▶ _WORK TO COMPLETE_:
A: Answer these questions from the preface below.
(i) Who portrayed the Palestinians as having to receive because Israel had more to give?
(ii) Which two presidents led the Western world in constant support for and recognition of Arafat and his regime?
(iii) Who was Ehud Barak's Foreign Minister?
B: Retype the portion of the preface below starting with "Shimshon unit action" and going on through "and his regime.".

▶ _PASSAGE TO READ_:
════════════════

Preface
by Christopher Barder
to
Palestinian Ideology and Practice
Ten Years after Oslo
Moshe Sharon
All the matters
raised in 1998 have since been subject to no amelioration whatsoever.
Indeed, the constrictions on Israel and the enlargement of the scope
of Palestinian ambitions have developed further, almost hand in hand,
so that the initially unequal equation has been subject to greater
advantage on the one side and less room for maneuver on the other.
Where Israel
offered far more, in time, and the Palestinians were portrayed by
Shimon Peres as having to receive because Israel had more to give, the
trend continued in such a fashion that more and more was surrendered
still with the promise of a future peace somewhere on the horizon,
which has never been delivered. This has been illumined by a range of
historical facts, which have failed to alter the underlying imbalance
whereby Israel surrendered land and security and the Palestinians gave
only promises which remained continually broken.
After Binyamin
Netanyahu’s attempts at ensuring reciprocity failed and the
vulnerability of the bypass roads and the inhabitants of Hebron became
daily statistics, Israel was facing the complete breakdown of
practical utility for the Oslo process. It was plain that there was
neither Palestinian cultural nor political will to prevent terror and
yet Israel had lost much of the capacity to undertake the task itself.
Shimshon unit action was also no deterrent and persecution of those
accused of “collaboration” became normative, delivered without any
rule of law whatsoever, and corruption in the PA and paralysis in its
administration became well known throughout the world. Still, however,
Presidents Clinton and Chirac led the Western world in constant
support for and recognition of Arafat and his regime.
The walk on the
Temple Mount undertaken with top level liaison with PA officials by
Ariel Sharon provided the excuse for a full scale low intensity
assault on all Israelis using homicide bombers and drive-by shooting,
accompanied by psychological warfare and an all out effort in the
media. This was preceded by substantive offers by Ehud Barak of land
and control, even over parts of Jerusalem. He appeared, with Shlomo
Ben-Ami, his mild-mannered Western-educated Foreign Minister, to be
fulfilling all that Washington and Brussels wanted by way of
reasonable concessions – even allowing Syrian sovereignty down to the
slopes leading to the Kinneret (so including an element of
“comprehensiveness”).
All this and
the violence of the “second intifada” have failed to shake the
West into pressuring the PA into a different investment in its youth.

════════════════

▶ _DATA SECTION_:
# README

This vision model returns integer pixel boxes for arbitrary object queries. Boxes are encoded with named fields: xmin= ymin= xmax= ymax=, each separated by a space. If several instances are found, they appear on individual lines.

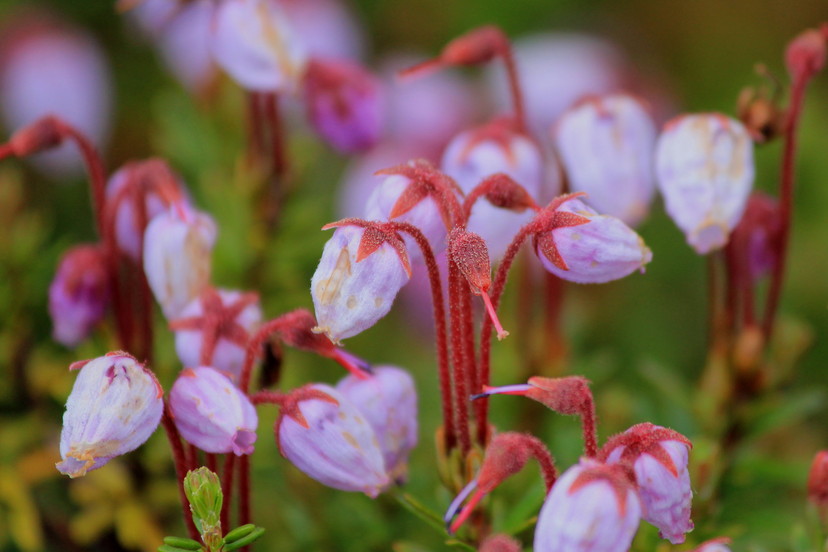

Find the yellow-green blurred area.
xmin=0 ymin=0 xmax=828 ymax=552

════════════════

▶ _RESPONSES TO THE TASKS_:
A:
(i) Shimon Peres
(ii) Presidents Clinton and Chirac
(iii) Shlomo Ben-Ami

B:
Shimshon unit action was also no deterrent and persecution of those
accused of “collaboration” became normative, delivered without any
rule of law whatsoever, and corruption in the PA and paralysis in its
administration became well known throughout the world. Still, however,
Presidents Clinton and Chirac led the Western world in constant
support for and recognition of Arafat and his regime.